▶ **What you are asked to do**: Transfer only the part of the items below that opens with the line containing "Shelf-audit tagging: for every instance of the crumbling" and closes with the line containing "x=90, y=332". Keep the request lines, and add 51 to every coordinate in the answers.

Position identification records
--------------------------------
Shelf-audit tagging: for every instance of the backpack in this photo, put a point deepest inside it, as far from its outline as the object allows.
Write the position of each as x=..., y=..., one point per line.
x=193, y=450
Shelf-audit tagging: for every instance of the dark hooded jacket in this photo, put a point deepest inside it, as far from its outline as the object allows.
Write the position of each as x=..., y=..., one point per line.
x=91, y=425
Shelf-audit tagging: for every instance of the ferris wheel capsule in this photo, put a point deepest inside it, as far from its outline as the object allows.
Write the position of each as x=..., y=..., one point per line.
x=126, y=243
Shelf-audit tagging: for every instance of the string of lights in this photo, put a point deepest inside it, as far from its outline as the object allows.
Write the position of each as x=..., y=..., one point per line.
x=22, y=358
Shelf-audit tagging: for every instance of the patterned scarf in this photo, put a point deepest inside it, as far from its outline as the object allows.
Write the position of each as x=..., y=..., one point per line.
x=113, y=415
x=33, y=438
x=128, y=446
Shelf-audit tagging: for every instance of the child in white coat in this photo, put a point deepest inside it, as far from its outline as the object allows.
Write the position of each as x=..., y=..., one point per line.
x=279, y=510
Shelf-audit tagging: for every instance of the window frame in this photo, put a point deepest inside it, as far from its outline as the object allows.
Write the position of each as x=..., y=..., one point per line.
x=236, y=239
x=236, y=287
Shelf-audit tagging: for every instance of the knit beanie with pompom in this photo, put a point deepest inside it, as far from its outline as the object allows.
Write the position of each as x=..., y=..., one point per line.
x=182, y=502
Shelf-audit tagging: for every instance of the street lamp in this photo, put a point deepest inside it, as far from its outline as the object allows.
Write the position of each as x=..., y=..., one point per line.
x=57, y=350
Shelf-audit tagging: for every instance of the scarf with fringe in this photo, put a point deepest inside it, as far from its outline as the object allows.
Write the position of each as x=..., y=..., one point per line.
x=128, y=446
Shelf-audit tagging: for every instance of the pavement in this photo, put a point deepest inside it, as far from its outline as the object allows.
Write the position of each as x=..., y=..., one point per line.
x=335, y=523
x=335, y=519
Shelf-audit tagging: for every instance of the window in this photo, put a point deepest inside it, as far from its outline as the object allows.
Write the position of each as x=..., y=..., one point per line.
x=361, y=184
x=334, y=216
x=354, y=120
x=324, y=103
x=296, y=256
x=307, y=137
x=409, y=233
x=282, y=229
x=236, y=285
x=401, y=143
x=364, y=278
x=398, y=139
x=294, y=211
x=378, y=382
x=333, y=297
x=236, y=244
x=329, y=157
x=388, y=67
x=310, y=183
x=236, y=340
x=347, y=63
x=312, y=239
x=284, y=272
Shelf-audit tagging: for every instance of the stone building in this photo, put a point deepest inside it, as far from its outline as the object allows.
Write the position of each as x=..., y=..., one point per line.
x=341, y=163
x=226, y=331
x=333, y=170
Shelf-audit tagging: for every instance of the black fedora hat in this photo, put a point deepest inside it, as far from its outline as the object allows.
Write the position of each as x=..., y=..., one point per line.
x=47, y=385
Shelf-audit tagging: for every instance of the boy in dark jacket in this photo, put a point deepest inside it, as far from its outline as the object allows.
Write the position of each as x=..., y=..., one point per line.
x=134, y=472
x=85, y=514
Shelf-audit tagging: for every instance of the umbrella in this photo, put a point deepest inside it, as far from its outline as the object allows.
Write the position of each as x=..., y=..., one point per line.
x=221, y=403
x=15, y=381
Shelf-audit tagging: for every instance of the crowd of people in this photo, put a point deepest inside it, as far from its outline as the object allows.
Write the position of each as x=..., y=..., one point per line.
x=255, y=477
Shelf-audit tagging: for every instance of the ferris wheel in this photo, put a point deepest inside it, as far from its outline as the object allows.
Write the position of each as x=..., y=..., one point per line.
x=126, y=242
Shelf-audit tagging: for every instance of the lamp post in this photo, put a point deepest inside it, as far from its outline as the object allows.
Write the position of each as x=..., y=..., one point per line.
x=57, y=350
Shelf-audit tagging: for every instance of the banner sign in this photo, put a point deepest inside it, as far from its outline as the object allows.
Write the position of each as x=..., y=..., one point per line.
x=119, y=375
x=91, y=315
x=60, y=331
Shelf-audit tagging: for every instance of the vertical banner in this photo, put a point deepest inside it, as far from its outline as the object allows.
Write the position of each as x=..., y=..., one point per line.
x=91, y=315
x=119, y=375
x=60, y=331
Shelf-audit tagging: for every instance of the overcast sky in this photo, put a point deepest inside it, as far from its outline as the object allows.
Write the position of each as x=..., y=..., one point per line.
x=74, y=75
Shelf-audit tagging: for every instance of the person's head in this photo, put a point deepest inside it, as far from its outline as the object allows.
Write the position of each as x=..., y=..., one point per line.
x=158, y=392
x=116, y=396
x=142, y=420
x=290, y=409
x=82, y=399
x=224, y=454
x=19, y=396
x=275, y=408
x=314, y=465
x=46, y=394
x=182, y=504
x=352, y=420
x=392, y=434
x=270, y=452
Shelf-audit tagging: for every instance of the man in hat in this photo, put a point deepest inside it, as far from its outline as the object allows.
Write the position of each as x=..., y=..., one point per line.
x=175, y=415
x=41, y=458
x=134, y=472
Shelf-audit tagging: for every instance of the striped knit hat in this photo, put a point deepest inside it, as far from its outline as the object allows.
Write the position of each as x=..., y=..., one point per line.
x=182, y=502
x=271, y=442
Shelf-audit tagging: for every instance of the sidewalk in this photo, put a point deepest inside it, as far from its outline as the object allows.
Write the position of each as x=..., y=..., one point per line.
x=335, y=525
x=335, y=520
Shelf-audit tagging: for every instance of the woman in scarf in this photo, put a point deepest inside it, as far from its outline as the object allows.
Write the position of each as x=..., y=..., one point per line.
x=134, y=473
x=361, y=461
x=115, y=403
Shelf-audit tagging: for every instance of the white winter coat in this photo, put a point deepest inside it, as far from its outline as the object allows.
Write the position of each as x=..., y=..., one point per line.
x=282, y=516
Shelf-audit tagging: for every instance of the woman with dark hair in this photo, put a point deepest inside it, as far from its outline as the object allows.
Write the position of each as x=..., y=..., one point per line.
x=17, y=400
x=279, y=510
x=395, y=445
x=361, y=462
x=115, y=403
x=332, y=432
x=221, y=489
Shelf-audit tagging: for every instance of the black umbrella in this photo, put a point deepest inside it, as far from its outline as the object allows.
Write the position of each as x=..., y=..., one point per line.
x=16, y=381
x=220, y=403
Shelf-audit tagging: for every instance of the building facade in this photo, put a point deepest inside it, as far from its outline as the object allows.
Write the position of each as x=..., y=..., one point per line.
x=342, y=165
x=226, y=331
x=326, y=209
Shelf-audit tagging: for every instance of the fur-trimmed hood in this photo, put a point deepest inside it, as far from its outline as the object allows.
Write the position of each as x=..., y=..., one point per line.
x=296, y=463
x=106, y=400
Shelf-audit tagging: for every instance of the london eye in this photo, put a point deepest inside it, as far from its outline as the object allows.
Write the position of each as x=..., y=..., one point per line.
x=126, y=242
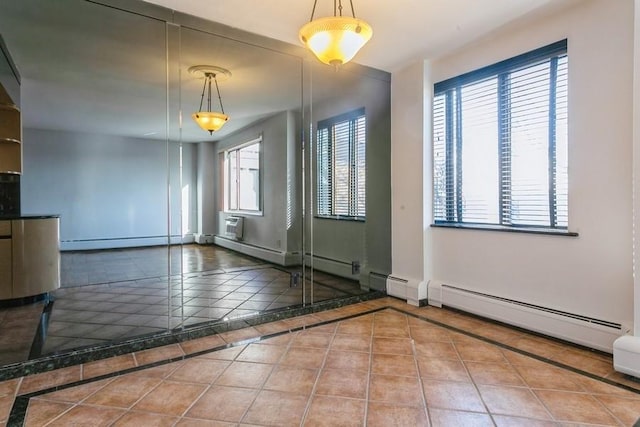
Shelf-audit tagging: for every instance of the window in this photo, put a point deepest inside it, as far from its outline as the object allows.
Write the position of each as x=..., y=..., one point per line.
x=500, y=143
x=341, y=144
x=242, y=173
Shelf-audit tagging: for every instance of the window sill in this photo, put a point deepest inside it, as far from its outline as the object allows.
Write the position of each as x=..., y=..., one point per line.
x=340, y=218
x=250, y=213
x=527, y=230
--------------------------------
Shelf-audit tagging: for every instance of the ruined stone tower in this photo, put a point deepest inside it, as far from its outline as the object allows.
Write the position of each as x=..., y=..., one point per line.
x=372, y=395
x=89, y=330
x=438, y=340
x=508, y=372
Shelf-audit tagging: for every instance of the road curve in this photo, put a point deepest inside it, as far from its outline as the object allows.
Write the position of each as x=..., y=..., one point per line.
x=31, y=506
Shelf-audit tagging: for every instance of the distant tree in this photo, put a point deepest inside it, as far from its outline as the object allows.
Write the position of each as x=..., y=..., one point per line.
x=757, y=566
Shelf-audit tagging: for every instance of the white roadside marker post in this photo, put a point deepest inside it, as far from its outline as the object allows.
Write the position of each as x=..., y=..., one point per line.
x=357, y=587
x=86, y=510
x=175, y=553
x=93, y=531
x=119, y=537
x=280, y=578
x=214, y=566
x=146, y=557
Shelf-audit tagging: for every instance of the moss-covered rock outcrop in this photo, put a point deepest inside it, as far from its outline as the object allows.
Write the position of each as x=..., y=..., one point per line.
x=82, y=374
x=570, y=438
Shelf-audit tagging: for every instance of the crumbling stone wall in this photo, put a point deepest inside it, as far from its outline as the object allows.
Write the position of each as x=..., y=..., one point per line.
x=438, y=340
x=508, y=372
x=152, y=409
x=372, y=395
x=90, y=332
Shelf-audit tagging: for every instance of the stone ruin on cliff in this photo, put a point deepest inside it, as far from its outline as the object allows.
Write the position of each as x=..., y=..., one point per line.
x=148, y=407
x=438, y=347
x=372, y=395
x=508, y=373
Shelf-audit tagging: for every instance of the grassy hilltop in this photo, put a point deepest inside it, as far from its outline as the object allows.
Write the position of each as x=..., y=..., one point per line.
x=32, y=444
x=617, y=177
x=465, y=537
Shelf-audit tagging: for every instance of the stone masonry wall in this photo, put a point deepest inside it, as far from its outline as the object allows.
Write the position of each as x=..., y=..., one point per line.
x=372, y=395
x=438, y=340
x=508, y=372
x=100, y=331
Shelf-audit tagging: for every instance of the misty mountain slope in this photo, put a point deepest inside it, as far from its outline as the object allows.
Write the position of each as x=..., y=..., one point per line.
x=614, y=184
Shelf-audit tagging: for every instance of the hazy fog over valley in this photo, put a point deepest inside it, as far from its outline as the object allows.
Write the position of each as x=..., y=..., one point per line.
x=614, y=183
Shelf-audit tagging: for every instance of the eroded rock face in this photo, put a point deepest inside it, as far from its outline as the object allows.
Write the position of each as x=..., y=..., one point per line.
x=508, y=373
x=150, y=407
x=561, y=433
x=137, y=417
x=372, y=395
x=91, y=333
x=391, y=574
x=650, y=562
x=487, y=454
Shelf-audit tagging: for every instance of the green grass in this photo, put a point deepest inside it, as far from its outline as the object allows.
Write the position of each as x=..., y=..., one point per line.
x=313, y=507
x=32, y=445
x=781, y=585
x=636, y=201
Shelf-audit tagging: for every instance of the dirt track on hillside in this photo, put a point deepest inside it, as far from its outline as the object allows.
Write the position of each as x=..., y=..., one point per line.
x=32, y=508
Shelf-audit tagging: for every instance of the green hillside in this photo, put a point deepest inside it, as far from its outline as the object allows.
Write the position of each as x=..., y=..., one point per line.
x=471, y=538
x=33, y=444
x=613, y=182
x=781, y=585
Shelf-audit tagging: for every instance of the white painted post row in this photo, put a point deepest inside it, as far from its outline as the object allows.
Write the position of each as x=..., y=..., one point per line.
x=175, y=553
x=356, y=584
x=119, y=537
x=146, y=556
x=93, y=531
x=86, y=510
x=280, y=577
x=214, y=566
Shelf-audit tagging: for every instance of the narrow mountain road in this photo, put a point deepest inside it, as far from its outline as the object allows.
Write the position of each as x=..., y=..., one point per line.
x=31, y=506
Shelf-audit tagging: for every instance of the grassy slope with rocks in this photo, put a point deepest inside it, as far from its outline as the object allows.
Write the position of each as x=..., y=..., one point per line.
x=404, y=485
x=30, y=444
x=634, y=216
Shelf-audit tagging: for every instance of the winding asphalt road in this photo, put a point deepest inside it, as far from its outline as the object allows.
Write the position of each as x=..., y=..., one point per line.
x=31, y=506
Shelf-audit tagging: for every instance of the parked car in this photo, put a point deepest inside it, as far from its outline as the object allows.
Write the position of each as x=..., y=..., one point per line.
--------------------------------
▶ **Full response**:
Shelf-audit tagging: for every instance of the crumbling stone wall in this photo, put a point deepest inside it, as far from its outline as the object allows.
Write the position of each as x=..., y=..., one point per line.
x=489, y=391
x=559, y=423
x=203, y=460
x=423, y=446
x=141, y=383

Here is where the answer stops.